:: SELECTION ::
Trump Attends UFC Fight, Beto O’Rourke Drops from Presidential Race


-You guys, my guest tonight
is Chris Evans. That’s right.
[ Cheers and applause ] And right now, even
Chris Pine, Chris Hemsworth, and Chris Pratt are like, “Wait. Which one is he again?” I want to say congrats to
the 50,000 runners who finished yesterday’s New York City Marathon. [ Cheers and applause ] I love the marathon. It’s the one day of year you can
rub Vaseline on your nipples in public and not get arrested. I can’t imagine the excitement
of finishing a marathon. -Yeah.
-For real. I mean, I get excited when
I’m out running errands and I accidentally get
10,000 steps. I’m like, “Oh, my, yes!
I’m sore. Oh, my…” The men and women’s marathon
were both won by runners from Kenya,
which means Kenya is probably home to the world’s
best marathon runners and the world’s most
annoying Instagram accounts. -Oh.
-We get it. The winning time
in the men and women’s race was just over two hours,
or, as that’s known to everyone who didn’t
run on Sunday, roughly seven episodes
of “Friends.” You guys, this weekend
was the end of Daylight Savings Time,
so we all gained an extra hour, which is… [ Cheers and applause ] …which is just what you want
when your kids are home with a pillowcase full
of Halloween candy. Yeah, thanks to the end of
Daylight Savings Time, Americans picked up
one more hour of sleep and one more hour to
boo Trump at a sporting event. [ Cheers and applause ] I guess you heard this
over the weekend. Trump attended a UFC fight at
Madison Square Garden, and he was greeted with
a mix of cheers and some boos. Yep, half cheered, half booed.
Trump was like, “Wow. This reminds me of
my wedding day.” Trump was greeted with
a mix of cheers and boos. Bill de Blasio heard
the reaction and was like, “Please, I’ll take that
any day of the week.” Trump doesn’t seem
thrilled with New York. In fact, it just came out
that he’s changing his legal residence from
New York to Florida. It’s all part of Trump’s plan to
gradually flee to South America. And Trump actually tweeted
about the move, but he misspelled the words
“people” and “wonderful.” Take a look. Yeah, he put
“prople” and “wonerful.” It sounded like he was using
Siri and his teeth fell out. He was like… Meanwhile, it came out that
during the Halloween party at The White House,
kids were asked to help build the wall
with red paper bricks with their names on it. Take a look at this. Yeah.
-Wow. -So far, that’s the only part
of Trump’s wall that’s been built. Can we zoom in
on that, actually? Aww! That’s cute. Aww!
They let them participate. -Sweet.

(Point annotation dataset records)
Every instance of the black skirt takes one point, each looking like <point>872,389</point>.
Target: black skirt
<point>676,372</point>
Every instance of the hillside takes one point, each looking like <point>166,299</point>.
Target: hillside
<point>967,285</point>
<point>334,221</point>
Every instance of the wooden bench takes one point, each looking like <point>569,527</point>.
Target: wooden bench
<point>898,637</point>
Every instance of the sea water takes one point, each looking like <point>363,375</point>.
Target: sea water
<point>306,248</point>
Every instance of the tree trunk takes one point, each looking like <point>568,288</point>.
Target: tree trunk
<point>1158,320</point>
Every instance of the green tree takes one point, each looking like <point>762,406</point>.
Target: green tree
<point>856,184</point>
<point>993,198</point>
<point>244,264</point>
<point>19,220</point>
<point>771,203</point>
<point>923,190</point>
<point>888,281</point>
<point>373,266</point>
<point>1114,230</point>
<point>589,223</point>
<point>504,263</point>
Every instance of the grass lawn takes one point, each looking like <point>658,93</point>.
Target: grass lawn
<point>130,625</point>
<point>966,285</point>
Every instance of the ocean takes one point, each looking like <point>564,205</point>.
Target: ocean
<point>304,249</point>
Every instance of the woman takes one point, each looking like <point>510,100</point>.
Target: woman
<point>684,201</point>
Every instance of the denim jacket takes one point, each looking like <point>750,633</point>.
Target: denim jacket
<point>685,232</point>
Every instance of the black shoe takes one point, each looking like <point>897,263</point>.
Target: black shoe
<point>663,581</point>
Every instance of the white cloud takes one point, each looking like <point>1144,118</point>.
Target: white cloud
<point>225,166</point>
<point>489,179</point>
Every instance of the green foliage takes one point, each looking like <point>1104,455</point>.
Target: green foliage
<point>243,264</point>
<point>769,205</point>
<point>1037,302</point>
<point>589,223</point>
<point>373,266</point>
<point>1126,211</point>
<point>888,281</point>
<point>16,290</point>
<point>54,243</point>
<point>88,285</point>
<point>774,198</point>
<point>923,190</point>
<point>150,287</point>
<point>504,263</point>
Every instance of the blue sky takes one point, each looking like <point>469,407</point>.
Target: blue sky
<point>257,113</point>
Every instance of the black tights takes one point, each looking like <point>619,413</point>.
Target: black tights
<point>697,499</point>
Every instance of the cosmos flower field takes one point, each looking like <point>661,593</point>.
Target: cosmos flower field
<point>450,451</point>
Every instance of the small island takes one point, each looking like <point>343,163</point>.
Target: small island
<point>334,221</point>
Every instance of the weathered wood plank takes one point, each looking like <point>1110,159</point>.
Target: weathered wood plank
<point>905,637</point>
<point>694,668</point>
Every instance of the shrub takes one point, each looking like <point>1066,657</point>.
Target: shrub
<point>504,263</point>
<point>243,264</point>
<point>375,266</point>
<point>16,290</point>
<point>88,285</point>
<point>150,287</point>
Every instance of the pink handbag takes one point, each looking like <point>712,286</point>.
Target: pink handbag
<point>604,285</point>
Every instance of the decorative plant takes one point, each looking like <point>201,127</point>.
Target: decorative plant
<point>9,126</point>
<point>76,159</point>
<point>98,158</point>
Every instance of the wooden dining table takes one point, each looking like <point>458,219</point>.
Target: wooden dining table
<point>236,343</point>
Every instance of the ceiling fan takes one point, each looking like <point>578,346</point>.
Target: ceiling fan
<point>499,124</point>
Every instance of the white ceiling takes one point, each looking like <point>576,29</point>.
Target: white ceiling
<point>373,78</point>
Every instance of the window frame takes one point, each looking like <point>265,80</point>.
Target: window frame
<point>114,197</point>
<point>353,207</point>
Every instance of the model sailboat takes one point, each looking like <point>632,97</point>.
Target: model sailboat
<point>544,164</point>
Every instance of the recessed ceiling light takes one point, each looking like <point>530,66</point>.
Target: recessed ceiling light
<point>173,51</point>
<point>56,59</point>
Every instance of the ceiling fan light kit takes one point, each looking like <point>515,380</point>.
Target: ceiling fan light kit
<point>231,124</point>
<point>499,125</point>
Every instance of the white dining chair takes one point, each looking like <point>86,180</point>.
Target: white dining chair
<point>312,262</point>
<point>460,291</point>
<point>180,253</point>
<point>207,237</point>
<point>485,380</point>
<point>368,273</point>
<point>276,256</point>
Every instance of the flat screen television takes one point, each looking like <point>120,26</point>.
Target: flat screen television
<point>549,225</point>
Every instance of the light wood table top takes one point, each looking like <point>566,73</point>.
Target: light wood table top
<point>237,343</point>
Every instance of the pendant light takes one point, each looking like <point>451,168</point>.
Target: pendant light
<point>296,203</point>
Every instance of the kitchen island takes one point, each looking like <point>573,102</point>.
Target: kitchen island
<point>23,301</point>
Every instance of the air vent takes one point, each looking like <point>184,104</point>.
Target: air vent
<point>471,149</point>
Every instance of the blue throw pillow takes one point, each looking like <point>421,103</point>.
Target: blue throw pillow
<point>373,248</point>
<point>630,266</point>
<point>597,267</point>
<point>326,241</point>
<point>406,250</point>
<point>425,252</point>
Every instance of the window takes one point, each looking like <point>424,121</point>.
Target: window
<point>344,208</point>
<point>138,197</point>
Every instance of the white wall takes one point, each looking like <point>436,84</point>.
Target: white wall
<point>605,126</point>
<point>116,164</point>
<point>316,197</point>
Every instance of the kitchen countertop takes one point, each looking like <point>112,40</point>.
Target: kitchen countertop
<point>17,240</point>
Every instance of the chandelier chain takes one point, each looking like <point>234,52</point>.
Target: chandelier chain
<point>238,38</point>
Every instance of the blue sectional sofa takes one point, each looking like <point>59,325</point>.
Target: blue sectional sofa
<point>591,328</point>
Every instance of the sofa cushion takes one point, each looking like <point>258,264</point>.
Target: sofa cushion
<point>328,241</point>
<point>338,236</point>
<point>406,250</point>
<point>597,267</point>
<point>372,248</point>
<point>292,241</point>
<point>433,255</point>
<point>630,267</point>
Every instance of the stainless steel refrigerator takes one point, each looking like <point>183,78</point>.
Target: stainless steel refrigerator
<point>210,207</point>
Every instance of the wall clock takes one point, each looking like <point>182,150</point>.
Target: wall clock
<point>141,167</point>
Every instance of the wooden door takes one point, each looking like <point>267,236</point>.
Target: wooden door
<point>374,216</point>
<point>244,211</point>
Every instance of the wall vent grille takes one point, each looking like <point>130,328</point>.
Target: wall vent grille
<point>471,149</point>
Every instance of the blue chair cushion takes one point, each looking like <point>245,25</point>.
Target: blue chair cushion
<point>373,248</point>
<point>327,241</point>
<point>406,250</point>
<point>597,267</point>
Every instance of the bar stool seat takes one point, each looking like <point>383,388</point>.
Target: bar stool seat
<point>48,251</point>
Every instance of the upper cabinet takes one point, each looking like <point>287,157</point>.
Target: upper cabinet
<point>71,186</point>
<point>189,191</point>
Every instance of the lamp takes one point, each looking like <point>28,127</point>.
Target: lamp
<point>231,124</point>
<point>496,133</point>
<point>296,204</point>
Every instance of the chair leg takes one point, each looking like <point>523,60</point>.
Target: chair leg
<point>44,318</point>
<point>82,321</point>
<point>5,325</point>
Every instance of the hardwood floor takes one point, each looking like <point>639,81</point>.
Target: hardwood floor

:: TASK DIRECTIONS ::
Reproduce the stretch of the monologue from "Trump Attends UFC" through "a marathon. -Yeah." word for word. The records are separate material and have no connection to the monologue.

:: TASK OUTPUT ::
Trump Attends UFC Fight, Beto O’Rourke Drops from Presidential Race


-You guys, my guest tonight
is Chris Evans. That’s right.
[ Cheers and applause ] And right now, even
Chris Pine, Chris Hemsworth, and Chris Pratt are like, “Wait. Which one is he again?” I want to say congrats to
the 50,000 runners who finished yesterday’s New York City Marathon. [ Cheers and applause ] I love the marathon. It’s the one day of year you can
rub Vaseline on your nipples in public and not get arrested. I can’t imagine the excitement
of finishing a marathon. -Yeah.